### Page text

___

Since my first religious experiences were passed through blood, nothing went amiss. Even in the 1970s, in Houston, we still weren’t so distant from the lesson of Auschwitz, that no one cared that Jews were being murdered. Nor were we so distant from my grandfather’s shtetl childhood, in Ukraine, before the First World War, with stories of buying a cow and taking it to the shochet, the butcher trained under Jewish law. Everybody kept kosher in Cherniostrov. No such thing not keeping kosher. On Fridays when it was the time to bench licht—to bless the lights—there used to be a man who would go on the streets and holler, Time to bench licht! Several thousand families gathered in their small homes and lit the sabbath candles to brighten the way for the Messiah to travel on a glimmering current.

 

With the black prayer book open in my hands, in another era, in another part of the world, when I was a boy in Texas, I too was swept away by a strong current without knowing where it was taking me. Each word quickening like a dancer who refuses to slip away unnoticed, a folk dance performed over and over without rest in the face of all obstacles. 

 

None of that required getting used to. I was an heir to it. Hebrew was a home that had been bequeathed. It came as naturally to my body as fingers and toes. It would have been weird not to be Jewish where I lived in Texas, or to hear someone announce he was renouncing Judaism, quitting Judaism, with no intention to practice Judaism in the future. 

 

Yet with all this, there was something frightening about it, of disaster to come, like a portent of thunder clouds over the lowlands.

 

I suppose, when I thought of becoming a rabbi, what I wanted was to give myself a life of enduring myths, and I must have thought to live as a person of faith would purify my principles. I became a writer instead. No great leap.

 

 

Not that my family came from a rabbinical tradition, but we were shul people. Torah people. People who understood that the purpose of prayer was not to make appeals to God, but to offer praise. It wasn’t that chanting Torah was going to deliver us, but make us worthy of being delivered.

___

### Dataset extract
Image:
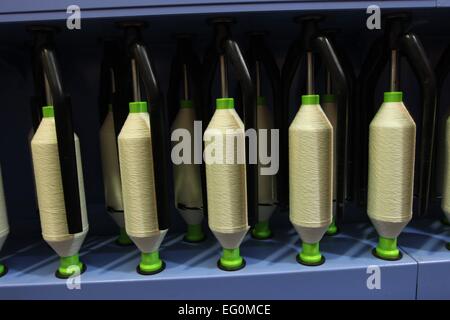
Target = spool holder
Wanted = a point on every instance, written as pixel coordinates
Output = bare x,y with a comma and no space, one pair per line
45,68
224,45
311,39
258,57
398,38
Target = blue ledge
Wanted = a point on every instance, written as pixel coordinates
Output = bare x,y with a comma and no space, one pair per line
47,10
191,272
425,242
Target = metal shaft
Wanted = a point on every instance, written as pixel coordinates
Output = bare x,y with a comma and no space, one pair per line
258,79
48,94
310,73
329,89
185,83
136,84
113,80
223,77
394,85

___

### Direction 1
Reproduce the memoir passage word for word, starting at "With the black" and ending at "over the lowlands.".
### Direction 2
Scale the rows starting at the line containing "Target = metal shaft" and ending at the last row, multiplying each point coordinate by 2.3 and rounding to whole numbers with halves rounded up. Return only those rows, request lines included.
The memoir passage and the rows are unrelated material.

### Solution 1
With the black prayer book open in my hands, in another era, in another part of the world, when I was a boy in Texas, I too was swept away by a strong current without knowing where it was taking me. Each word quickening like a dancer who refuses to slip away unnoticed, a folk dance performed over and over without rest in the face of all obstacles. 

 

None of that required getting used to. I was an heir to it. Hebrew was a home that had been bequeathed. It came as naturally to my body as fingers and toes. It would have been weird not to be Jewish where I lived in Texas, or to hear someone announce he was renouncing Judaism, quitting Judaism, with no intention to practice Judaism in the future. 

 

Yet with all this, there was something frightening about it, of disaster to come, like a portent of thunder clouds over the lowlands.

### Solution 2
Target = metal shaft
Wanted = a point on every instance, written as pixel coordinates
Output = bare x,y with a comma and no space, one pair per line
593,182
110,216
713,168
757,205
426,191
313,193
260,184
513,177
906,196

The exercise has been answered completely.